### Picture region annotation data

+++

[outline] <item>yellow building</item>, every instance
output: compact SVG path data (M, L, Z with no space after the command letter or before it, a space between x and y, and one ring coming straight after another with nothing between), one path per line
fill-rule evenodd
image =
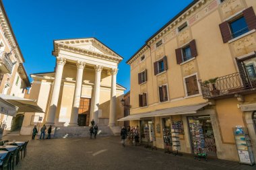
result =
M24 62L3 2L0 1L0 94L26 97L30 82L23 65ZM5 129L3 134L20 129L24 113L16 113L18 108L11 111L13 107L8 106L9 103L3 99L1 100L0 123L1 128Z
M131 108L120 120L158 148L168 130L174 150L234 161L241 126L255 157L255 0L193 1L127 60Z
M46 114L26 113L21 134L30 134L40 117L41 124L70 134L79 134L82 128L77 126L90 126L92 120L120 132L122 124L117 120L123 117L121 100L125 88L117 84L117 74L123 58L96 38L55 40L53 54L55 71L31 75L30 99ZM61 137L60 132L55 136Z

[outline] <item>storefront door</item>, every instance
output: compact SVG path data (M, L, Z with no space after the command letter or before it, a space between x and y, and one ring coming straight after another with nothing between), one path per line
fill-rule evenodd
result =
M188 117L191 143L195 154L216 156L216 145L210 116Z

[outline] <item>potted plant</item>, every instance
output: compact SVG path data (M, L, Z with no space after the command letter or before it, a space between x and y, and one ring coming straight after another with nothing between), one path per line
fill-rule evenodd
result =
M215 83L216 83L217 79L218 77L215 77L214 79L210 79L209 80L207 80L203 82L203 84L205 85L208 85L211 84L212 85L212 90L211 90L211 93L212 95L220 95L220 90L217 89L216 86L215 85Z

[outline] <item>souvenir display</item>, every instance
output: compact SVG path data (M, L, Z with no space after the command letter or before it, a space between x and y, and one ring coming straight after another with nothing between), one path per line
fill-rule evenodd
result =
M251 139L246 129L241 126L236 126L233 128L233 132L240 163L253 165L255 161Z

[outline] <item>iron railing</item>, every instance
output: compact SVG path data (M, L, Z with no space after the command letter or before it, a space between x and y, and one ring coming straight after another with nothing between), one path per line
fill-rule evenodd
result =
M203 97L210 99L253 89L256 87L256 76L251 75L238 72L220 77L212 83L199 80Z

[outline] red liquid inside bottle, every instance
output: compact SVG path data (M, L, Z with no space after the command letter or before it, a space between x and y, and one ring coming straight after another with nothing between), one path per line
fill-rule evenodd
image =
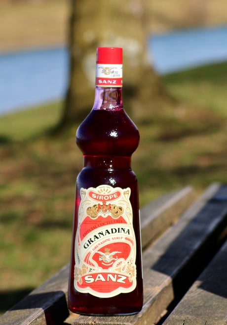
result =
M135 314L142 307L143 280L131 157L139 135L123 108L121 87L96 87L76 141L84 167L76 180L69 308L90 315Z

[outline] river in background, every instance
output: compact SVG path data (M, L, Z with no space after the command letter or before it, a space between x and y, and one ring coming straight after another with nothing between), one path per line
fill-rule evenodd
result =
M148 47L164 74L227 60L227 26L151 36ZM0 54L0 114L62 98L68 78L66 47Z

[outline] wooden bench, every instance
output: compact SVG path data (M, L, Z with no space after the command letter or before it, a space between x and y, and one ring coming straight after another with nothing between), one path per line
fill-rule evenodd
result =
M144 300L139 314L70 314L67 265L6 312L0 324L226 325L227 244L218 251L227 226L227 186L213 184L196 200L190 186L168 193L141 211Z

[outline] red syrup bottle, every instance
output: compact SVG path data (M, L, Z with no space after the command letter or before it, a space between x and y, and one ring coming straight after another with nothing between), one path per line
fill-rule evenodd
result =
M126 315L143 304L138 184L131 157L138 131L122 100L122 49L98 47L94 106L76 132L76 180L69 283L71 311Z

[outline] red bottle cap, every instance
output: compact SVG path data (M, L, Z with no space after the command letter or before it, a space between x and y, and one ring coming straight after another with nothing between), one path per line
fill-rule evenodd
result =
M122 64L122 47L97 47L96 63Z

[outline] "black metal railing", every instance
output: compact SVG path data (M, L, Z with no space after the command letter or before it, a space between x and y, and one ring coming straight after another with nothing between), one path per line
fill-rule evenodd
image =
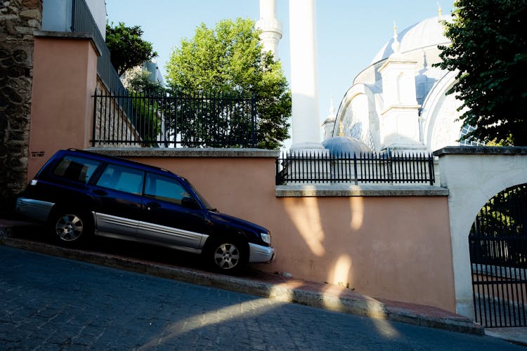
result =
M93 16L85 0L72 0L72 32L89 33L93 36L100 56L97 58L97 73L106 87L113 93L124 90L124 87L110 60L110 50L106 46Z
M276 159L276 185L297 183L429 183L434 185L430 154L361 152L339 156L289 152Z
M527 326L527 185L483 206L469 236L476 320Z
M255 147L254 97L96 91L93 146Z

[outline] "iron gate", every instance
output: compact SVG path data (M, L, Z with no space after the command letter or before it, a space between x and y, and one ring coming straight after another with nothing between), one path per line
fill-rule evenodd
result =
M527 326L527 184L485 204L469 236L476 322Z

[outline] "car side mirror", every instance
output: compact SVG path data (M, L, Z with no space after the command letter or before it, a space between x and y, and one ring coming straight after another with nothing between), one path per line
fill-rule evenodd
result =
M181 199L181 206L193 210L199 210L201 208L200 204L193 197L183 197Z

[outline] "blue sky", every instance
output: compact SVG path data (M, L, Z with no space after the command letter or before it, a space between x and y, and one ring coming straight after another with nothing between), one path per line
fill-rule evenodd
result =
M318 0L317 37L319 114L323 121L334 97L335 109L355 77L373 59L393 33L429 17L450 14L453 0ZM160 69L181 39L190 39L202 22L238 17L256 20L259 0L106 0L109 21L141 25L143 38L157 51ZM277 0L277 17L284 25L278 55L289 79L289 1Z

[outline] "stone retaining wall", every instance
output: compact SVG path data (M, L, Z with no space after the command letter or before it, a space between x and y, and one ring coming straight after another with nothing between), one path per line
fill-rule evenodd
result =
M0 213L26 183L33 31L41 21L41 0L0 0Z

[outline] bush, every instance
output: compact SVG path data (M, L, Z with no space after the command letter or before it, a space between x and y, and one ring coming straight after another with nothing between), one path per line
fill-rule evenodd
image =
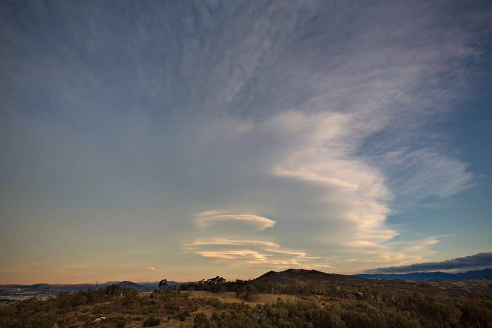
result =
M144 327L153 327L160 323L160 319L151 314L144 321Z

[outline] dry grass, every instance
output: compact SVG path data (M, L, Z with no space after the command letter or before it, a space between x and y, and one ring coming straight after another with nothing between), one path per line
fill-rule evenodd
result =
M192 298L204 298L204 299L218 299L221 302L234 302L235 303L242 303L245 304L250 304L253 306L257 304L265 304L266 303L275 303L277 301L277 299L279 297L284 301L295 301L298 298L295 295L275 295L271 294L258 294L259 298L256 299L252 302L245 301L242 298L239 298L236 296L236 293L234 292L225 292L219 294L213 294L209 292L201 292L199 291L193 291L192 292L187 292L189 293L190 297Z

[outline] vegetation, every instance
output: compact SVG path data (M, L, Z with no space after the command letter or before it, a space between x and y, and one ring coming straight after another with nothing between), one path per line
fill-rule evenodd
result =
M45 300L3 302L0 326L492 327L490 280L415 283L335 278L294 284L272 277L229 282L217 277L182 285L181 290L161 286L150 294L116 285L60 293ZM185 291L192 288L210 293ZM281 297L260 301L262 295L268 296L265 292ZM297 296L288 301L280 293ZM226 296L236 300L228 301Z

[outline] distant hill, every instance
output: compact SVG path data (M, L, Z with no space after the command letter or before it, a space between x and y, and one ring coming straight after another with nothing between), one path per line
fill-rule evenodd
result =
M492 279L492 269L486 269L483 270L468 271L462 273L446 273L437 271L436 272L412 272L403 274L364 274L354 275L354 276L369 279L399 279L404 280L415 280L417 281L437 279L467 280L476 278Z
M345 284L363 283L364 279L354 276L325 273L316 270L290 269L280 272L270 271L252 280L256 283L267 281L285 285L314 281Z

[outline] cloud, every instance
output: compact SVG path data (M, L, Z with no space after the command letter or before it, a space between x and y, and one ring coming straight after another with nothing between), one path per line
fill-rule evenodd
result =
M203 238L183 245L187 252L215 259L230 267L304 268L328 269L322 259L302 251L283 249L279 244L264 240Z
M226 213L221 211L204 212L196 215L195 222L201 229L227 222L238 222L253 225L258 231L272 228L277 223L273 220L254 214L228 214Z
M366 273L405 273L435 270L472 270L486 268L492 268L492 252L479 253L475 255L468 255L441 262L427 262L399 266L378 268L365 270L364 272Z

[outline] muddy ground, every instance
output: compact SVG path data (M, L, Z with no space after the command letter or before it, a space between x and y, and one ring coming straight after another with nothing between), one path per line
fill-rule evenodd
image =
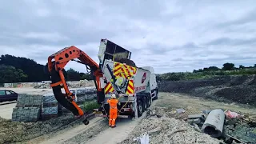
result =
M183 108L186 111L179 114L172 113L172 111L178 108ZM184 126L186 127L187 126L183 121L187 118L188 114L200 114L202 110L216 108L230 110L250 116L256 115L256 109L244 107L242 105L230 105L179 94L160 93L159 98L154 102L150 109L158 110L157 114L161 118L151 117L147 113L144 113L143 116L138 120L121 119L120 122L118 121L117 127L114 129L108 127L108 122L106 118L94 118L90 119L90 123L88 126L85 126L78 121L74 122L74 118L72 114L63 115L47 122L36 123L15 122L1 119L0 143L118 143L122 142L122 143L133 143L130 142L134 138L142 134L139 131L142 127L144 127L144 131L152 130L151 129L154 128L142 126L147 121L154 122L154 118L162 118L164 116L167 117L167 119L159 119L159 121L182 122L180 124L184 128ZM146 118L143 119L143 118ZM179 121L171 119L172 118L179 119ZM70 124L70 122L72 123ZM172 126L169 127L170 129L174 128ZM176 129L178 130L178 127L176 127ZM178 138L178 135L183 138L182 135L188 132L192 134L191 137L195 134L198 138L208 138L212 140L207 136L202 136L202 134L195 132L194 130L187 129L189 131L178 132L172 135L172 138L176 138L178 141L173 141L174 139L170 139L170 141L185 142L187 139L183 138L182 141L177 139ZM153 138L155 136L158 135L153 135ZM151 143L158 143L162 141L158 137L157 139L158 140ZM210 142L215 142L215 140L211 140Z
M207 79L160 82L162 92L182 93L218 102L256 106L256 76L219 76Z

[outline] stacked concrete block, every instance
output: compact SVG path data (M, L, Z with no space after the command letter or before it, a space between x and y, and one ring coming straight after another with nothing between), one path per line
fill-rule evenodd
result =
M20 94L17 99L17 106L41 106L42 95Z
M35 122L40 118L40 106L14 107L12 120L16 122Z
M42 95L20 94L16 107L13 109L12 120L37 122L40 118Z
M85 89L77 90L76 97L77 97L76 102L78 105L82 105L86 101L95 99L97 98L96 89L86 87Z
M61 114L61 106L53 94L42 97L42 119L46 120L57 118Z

+++

### Written problem
Copy out, without any changes, the items from the line with "[outline] red syrup bottle, every instance" to the line with "M255 147L254 97L96 91L93 146Z", both lines included. Leave the pictures out of your answer.

### Task solution
[outline] red syrup bottle, every instance
output: compact SVG path data (M, L, Z with no space after the command letter or before it, a space between x and y, and one ring coming straight after another with nothing between), one path per line
fill-rule evenodd
result =
M126 315L143 304L138 184L131 157L138 131L122 100L122 49L98 47L94 106L76 132L76 180L69 283L71 311Z

[outline] red bottle cap, every instance
output: compact SVG path data (M, L, Z with no space after the command letter or before it, a space between x and y, and one ring coming straight after another with nothing between), one path per line
fill-rule evenodd
result =
M122 64L122 47L97 47L96 63Z

[outline] "black metal railing", every instance
output: compact SVG path data (M, L, Z with no space after the command letter or before it, a space between x and y, and one ring coming straight after another with nothing between), one path per line
fill-rule evenodd
image =
result =
M93 16L85 0L72 0L72 32L89 33L93 36L100 56L97 58L97 73L106 87L113 93L124 90L124 87L110 60L110 50L106 46Z
M276 159L276 185L297 183L429 183L434 185L430 154L361 152L339 156L289 152Z
M527 326L527 185L483 206L469 236L476 320Z
M255 147L254 97L96 91L93 146Z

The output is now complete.